■ **Given problem**
Can you repeat the rows from the line that contains "TARGET: skier in red jacket" through the end of the rows, substituting "snowboarder" for "skier" and leaving everything else unchanged?

■ **Entries provided**
---*---

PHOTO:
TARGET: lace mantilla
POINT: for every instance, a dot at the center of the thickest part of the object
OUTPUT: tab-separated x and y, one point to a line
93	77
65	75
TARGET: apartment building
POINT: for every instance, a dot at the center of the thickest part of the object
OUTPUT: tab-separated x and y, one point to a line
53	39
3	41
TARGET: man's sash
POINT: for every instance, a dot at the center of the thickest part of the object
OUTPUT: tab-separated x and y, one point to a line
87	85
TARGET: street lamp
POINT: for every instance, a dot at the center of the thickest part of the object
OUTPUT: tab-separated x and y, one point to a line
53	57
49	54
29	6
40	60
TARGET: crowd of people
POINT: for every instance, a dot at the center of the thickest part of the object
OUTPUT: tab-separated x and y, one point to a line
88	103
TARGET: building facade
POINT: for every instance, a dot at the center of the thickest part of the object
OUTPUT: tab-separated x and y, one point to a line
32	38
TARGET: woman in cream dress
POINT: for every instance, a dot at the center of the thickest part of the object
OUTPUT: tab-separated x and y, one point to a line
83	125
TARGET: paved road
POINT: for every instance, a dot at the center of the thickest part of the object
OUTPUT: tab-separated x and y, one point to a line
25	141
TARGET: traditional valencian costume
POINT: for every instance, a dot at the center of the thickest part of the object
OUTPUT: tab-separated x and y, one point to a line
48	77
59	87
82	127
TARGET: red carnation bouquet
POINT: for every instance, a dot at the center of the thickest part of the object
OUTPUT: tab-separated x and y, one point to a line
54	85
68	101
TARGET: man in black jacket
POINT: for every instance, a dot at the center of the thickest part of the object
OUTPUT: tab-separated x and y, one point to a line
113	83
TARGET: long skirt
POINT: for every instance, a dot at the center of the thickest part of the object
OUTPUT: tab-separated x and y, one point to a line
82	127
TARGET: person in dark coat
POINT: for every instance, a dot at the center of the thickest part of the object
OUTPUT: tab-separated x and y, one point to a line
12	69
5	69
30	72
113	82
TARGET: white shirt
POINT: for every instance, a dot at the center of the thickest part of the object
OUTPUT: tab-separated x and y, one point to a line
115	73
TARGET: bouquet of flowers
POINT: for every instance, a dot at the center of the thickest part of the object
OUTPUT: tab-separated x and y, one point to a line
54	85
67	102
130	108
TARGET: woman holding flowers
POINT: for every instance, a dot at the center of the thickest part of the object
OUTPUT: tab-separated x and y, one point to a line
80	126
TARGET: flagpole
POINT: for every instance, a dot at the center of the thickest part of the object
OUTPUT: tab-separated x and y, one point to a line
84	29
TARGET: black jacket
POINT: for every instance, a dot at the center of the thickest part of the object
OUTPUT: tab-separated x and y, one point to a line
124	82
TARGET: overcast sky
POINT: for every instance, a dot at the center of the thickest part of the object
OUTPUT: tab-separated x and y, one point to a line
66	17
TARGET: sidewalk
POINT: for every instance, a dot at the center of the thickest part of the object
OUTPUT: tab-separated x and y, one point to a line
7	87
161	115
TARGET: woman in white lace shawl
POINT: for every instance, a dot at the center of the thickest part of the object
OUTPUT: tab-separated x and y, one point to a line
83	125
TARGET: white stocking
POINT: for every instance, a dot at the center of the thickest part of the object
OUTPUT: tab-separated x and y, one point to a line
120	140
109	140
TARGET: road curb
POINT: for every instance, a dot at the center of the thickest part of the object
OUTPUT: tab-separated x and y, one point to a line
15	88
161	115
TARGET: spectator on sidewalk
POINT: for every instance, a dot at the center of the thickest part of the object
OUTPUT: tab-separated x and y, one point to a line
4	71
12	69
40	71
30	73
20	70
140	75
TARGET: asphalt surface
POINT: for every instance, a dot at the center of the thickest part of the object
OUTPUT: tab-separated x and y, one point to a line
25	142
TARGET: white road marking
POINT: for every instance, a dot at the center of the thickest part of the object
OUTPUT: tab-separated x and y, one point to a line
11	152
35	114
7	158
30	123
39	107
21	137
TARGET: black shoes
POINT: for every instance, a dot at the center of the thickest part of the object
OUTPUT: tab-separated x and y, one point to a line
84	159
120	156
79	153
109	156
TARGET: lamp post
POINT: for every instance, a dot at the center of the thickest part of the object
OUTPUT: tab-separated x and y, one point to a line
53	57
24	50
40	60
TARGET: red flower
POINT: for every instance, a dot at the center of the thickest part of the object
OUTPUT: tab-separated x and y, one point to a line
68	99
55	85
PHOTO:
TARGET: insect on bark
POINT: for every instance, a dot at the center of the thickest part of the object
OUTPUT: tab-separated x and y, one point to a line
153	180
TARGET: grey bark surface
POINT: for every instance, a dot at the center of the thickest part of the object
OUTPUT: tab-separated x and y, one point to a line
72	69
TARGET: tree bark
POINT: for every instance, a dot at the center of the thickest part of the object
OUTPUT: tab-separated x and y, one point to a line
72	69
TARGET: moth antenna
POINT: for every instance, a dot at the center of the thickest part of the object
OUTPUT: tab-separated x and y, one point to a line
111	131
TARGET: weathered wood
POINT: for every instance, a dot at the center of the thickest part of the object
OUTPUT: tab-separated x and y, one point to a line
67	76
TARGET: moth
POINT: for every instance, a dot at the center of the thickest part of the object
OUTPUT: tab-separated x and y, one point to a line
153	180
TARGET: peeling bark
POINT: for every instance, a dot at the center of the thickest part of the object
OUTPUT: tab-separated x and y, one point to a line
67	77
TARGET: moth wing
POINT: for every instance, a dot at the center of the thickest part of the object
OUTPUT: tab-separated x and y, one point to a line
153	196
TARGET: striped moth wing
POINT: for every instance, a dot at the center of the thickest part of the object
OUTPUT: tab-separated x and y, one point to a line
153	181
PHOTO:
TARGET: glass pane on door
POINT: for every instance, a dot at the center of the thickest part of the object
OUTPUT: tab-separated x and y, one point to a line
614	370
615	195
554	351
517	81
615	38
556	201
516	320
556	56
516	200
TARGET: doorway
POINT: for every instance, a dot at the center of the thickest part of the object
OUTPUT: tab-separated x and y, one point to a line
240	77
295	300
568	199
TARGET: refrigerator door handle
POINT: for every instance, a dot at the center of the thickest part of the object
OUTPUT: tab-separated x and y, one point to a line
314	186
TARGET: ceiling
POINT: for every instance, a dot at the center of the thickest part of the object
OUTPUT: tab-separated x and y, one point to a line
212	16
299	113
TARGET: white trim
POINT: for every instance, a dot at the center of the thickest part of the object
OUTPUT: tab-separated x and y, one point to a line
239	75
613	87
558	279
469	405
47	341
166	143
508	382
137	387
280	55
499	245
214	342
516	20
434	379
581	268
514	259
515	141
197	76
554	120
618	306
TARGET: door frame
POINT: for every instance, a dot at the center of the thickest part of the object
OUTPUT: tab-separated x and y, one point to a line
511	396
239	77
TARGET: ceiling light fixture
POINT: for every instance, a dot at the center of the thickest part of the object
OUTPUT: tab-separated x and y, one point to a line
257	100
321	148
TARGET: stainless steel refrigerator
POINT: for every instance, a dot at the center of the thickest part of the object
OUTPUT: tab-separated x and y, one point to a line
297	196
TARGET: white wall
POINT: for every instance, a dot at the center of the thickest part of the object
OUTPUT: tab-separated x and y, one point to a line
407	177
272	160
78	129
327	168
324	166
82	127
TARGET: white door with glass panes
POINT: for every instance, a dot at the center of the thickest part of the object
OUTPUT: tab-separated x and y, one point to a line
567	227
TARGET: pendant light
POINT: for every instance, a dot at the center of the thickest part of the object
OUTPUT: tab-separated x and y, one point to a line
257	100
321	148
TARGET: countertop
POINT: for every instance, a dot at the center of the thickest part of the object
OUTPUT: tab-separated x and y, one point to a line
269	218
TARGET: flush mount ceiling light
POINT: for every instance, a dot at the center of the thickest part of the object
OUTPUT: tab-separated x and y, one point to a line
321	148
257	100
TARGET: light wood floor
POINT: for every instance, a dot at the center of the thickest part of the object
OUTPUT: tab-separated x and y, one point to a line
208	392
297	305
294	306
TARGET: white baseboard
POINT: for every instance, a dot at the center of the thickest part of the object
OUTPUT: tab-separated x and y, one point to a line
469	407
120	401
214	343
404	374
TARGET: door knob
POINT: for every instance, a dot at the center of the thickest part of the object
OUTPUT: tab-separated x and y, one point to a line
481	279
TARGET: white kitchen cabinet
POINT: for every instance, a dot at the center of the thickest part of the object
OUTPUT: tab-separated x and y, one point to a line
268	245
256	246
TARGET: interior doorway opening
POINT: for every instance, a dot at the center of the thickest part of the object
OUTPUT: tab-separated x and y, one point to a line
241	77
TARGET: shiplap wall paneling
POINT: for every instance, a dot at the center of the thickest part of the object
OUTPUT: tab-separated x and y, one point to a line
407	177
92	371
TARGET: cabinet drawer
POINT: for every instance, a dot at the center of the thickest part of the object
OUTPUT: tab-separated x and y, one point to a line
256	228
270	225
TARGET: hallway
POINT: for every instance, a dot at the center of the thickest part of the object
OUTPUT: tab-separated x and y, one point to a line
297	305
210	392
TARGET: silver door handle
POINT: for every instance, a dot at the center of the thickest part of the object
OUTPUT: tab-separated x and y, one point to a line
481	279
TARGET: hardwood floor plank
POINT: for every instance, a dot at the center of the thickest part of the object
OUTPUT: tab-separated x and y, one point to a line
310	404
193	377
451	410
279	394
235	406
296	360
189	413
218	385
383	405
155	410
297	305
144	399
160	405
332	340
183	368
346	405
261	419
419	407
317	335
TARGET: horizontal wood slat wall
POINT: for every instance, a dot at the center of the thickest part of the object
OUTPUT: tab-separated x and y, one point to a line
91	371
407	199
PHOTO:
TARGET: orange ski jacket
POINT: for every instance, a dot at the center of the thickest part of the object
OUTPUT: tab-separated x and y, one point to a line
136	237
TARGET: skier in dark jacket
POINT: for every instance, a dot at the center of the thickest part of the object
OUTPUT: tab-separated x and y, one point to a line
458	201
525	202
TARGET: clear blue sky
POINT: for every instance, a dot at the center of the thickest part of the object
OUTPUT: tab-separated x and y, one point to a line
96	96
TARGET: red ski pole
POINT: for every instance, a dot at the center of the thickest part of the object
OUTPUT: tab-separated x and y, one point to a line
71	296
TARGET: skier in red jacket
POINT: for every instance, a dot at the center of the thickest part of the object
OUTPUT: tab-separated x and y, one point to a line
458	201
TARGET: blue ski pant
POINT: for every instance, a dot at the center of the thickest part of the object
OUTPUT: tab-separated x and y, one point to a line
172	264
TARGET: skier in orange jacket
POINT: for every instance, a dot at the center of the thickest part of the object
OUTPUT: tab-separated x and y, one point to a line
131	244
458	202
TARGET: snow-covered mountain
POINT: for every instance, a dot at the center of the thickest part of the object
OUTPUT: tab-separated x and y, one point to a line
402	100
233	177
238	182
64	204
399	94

---*---

■ **Answer to the exercise**
TARGET: snowboarder in red jacket
POINT: for every instance, a dot at the center of the thickest part of the object
OUTPUT: tab-separated x and y, one point to a line
458	201
TARGET: blue ski pant
POINT: for every instance, a dot at the center of the thickest part of the object
OUTPUT: tab-separated x and y, one point to a line
172	264
TARGET: snowboarder in orange jacket
POINT: for every instance, a dot at the center of the thickest part of the object
OUTPUT: tab-separated x and y, one point to a line
131	244
458	202
TARGET: snow-covered mountain
POINT: for every instance, a dot at the center of the thickest part of the object
OUTPUT: tab-separated x and y, one point to a line
402	100
233	177
238	182
64	204
399	94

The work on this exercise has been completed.